YOUR ASSIGNMENT
What you produce should match the records exactly, line for line.

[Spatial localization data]
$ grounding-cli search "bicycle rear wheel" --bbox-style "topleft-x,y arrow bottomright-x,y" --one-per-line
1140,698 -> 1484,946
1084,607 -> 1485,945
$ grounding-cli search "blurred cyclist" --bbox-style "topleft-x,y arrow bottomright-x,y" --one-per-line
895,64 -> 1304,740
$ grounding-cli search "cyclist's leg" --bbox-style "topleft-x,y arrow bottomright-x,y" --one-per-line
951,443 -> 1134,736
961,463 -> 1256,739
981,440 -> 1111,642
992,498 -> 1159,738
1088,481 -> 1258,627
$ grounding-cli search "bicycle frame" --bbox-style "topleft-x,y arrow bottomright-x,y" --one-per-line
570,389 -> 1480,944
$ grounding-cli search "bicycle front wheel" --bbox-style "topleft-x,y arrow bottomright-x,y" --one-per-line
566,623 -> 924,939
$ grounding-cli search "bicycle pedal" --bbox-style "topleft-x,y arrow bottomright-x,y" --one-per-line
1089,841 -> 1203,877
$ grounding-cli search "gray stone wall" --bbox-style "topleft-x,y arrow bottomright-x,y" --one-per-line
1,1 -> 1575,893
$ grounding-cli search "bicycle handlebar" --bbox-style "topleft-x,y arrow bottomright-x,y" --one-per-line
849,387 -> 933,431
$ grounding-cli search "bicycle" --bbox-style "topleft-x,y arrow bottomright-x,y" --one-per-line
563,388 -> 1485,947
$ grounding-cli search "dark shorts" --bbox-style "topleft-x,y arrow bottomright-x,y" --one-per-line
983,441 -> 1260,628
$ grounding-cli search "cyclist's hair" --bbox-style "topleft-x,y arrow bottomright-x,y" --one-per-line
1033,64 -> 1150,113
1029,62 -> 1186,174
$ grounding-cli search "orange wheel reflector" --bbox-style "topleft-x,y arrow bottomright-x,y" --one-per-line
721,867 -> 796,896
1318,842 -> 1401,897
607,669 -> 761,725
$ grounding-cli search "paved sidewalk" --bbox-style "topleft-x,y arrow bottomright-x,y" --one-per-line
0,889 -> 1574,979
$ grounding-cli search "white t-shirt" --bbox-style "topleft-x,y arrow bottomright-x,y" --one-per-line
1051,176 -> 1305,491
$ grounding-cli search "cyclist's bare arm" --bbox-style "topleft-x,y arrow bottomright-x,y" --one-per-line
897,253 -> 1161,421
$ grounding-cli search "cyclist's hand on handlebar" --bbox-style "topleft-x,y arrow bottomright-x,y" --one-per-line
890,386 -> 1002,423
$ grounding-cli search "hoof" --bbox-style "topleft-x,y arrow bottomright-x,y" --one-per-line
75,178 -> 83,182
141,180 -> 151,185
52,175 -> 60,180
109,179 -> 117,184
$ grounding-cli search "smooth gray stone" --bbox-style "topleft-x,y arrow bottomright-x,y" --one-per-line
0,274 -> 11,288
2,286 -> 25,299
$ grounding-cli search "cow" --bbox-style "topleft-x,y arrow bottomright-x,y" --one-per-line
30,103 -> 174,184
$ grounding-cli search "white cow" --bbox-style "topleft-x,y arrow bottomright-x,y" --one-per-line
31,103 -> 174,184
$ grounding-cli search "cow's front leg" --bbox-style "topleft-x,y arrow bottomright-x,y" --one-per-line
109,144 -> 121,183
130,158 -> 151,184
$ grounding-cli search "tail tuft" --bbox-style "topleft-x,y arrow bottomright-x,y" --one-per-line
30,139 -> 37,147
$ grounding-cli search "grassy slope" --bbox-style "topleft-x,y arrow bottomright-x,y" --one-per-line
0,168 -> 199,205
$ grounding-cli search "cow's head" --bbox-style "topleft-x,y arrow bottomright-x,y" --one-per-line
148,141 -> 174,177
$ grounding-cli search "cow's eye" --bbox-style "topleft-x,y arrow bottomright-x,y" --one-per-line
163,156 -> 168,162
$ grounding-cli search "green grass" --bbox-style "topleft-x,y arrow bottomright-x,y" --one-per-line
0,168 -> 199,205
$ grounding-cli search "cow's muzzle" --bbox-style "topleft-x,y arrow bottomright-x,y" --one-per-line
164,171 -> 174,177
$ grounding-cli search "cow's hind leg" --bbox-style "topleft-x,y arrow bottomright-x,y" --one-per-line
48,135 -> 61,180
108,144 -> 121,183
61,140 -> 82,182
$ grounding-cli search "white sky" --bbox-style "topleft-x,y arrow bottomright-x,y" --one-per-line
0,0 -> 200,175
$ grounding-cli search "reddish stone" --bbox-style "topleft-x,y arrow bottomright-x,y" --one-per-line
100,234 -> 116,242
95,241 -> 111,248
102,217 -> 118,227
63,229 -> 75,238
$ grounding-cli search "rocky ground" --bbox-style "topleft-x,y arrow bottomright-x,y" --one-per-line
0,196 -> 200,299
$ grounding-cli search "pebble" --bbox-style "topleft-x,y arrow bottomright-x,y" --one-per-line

SOLUTION BELOW
$ grounding-cli search "bicycle rear wheel" --bbox-style "topleft-x,y arrow bottomright-x,y" --one-per-line
1140,698 -> 1484,946
1084,607 -> 1485,945
$ grounding-cli search "blurred cyclist" --bbox-style "topleft-x,y arrow bottomright-x,y" --one-per-line
895,64 -> 1304,740
$ grounding-cli search "cyclist's leg" --bbox-style "topleft-x,y arrow bottomright-x,y" --one-per-line
951,443 -> 1134,736
961,463 -> 1256,739
981,440 -> 1111,642
992,498 -> 1159,738
1088,481 -> 1258,627
$ grounding-cli search "bicycle frame" --bbox-style "topleft-x,y arrow bottomright-x,y" --one-per-line
570,389 -> 1480,944
$ grounding-cli search "bicycle front wheel" --bbox-style "topleft-x,y arrow bottomright-x,y" --one-per-line
566,623 -> 924,939
$ grounding-cli search "bicycle pedal" --bbox-style "topleft-x,y arrow bottomright-x,y" --one-per-line
1089,841 -> 1203,877
$ grounding-cli search "gray stone wall" --bbox-style "topleft-x,y arrow bottomright-x,y" --one-per-line
1,1 -> 1575,893
$ grounding-cli search "bicycle handlebar" --bbox-style "topleft-x,y arrow bottomright-x,y" --one-per-line
849,387 -> 933,431
$ grounding-cli search "bicycle" --bbox-style "topleft-x,y arrow bottomright-x,y" --one-per-line
563,388 -> 1485,947
$ grounding-cli search "dark shorts" --bbox-style "topleft-x,y arrow bottomright-x,y" --one-per-line
983,441 -> 1260,628
$ grounding-cli search "cyclist's hair" --bbox-style "topleft-x,y arrow bottomright-x,y" --one-per-line
1033,64 -> 1150,113
1029,62 -> 1186,174
$ grounding-cli search "orange wheel reflector" --bbox-style "topleft-x,y arrow bottomright-x,y" --one-per-line
721,867 -> 796,896
1318,842 -> 1401,897
607,669 -> 761,725
$ grounding-cli search "paved sidewalk" --bbox-style "topleft-x,y arrow bottomright-x,y" --one-per-line
0,889 -> 1574,979
$ grounding-cli search "white t-shirt" --bbox-style "topleft-x,y arrow bottomright-x,y" --one-per-line
1051,176 -> 1305,491
$ grounding-cli search "cyclist's bare arm" --bbox-style "topleft-x,y arrow bottomright-x,y" --one-per-line
897,253 -> 1161,421
$ grounding-cli search "cyclist's hand on handlebar" --bbox-style "topleft-x,y arrow bottomright-x,y" --one-per-line
890,386 -> 1002,423
$ grounding-cli search "hoof" --bbox-style "topleft-x,y arrow bottomright-x,y" --one-per-line
75,178 -> 83,182
141,180 -> 151,185
52,175 -> 60,180
109,179 -> 117,184
$ grounding-cli search "smooth gray stone" --bbox-style "topleft-x,y arrow bottomright-x,y" --one-per-line
0,274 -> 11,288
2,286 -> 25,299
$ grounding-cli search "cow" --bbox-style "topleft-x,y arrow bottomright-x,y" --one-per-line
30,103 -> 174,184
$ grounding-cli search "white cow" --bbox-style "topleft-x,y arrow bottomright-x,y" --one-per-line
31,103 -> 174,184
$ grounding-cli search "cow's front leg" --bbox-style "topleft-x,y arrow bottomright-x,y" --one-per-line
109,144 -> 121,183
130,158 -> 151,184
$ grounding-cli search "tail tuft" --bbox-style "topleft-x,y arrow bottomright-x,y" --one-per-line
30,139 -> 37,147
$ grounding-cli search "grassy slope" --bbox-style "topleft-x,y arrow bottomright-x,y" --one-per-line
0,168 -> 199,205
$ grounding-cli search "cow's head" --bbox-style "topleft-x,y arrow bottomright-x,y" --one-per-line
148,141 -> 174,177
$ grounding-cli search "cow's eye" --bbox-style "topleft-x,y arrow bottomright-x,y" --one-per-line
163,156 -> 168,162
$ grounding-cli search "green grass" --bbox-style "topleft-x,y arrow bottomright-x,y" --one-per-line
0,168 -> 199,205
$ grounding-cli search "cow's muzzle" --bbox-style "topleft-x,y arrow bottomright-x,y" --one-per-line
164,171 -> 174,177
$ grounding-cli search "cow's hind leg" --bbox-style "topleft-x,y arrow bottomright-x,y" --one-per-line
48,135 -> 61,180
108,144 -> 121,183
61,140 -> 82,182
$ grounding-cli search "white sky" --bbox-style "topleft-x,y arrow bottomright-x,y" --one-per-line
0,0 -> 200,175
$ grounding-cli search "reddish stone" --bbox-style "topleft-x,y arrow bottomright-x,y" --one-per-line
100,234 -> 116,242
95,241 -> 111,248
102,217 -> 118,227
63,229 -> 75,238
$ grounding-cli search "rocky ground" --bbox-style "topleft-x,y arrow bottomright-x,y" --one-per-line
0,196 -> 200,299
$ grounding-cli search "pebble" --bbox-style "topleft-x,y arrow bottomright-x,y" --one-per-line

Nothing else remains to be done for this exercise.